(Data for review)

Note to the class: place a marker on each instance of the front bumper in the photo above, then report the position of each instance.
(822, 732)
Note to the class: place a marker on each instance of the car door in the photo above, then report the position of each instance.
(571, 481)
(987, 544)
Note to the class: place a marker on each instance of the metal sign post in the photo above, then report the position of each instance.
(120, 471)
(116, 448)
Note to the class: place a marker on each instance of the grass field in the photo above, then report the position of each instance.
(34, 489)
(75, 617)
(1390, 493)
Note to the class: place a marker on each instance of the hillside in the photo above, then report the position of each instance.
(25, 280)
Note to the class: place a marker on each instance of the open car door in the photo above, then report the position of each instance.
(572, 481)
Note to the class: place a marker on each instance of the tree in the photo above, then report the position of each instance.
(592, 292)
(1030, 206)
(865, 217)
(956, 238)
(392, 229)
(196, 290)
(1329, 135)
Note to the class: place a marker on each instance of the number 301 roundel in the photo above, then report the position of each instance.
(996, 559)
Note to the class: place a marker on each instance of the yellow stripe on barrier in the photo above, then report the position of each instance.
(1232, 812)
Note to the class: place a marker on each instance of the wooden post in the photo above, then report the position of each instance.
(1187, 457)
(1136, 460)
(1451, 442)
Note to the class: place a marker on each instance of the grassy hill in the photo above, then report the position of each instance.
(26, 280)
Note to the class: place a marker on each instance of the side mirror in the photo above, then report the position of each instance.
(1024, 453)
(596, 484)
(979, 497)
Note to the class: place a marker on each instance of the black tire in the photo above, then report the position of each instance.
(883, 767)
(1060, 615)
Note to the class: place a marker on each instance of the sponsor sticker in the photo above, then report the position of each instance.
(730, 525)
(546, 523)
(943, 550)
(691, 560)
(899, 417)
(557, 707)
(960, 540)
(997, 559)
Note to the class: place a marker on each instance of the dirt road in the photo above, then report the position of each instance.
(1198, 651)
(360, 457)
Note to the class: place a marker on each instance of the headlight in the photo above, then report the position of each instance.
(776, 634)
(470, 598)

(End Data for review)

§ **What needs to be done**
Exactly as they appear above, copy out all the records.

§ **Solution**
Note to the class: place a marker on each instance of the front bumper in the photo above, then report the position of each instance.
(822, 732)
Note to the class: place a marker on each instance of the car door in the photo above, then report the position of each instance.
(571, 481)
(987, 544)
Note to the class: place a marker on each instance of the metal sign post in the photo above, then report the position of each instance.
(120, 471)
(116, 448)
Note to the class: place a marker on each instance of the grass field in the photo above, then report the position of each instance.
(34, 489)
(75, 617)
(1390, 493)
Note to the class: place a marker on each instance of the hillside in the photo above, then report the position of each instance.
(25, 280)
Note to the class: place a marker on each instance of the open car door in the photo above, then report the position of each instance.
(572, 481)
Note to the class: place a marker on each instance of the tree in the photo above, then report the position of each instance.
(592, 292)
(1030, 206)
(865, 217)
(956, 238)
(392, 229)
(196, 290)
(1329, 135)
Note to the class: place a marker on each instance of the number 301 roundel in the photo above, then report the position of each instance.
(996, 559)
Note to the class: place a marker on each instance of the yellow stripe on barrier in the photo above, then report the position of each instance.
(1232, 812)
Note to the class: place a marker on each instance of the wooden post in the photo above, then report the position of each instance.
(1187, 457)
(1136, 460)
(1451, 442)
Note to the class: place a marker on each instance of the grassy hill in the photo above, then report the position of each instance.
(26, 280)
Note to the class: place a marker on each instance of the side mirror in the photo above, then report the position of each instance.
(1024, 453)
(596, 484)
(979, 497)
Note to the class: place a marker on each instance of the black tire in the photo above, then report the position of each instance.
(883, 767)
(1060, 615)
Note to the class: place a marker on each instance of the sponsor sticker in the photo above, then report the position of each instance.
(730, 525)
(546, 523)
(943, 550)
(691, 560)
(899, 417)
(557, 707)
(960, 540)
(997, 559)
Note to the class: place a marker on each instance of the dirt road in the photo above, then report the position of each instance.
(1198, 651)
(360, 457)
Note to the class: place a marker on each instance of the headlight in the photo above, then report the position of each instance.
(776, 634)
(470, 598)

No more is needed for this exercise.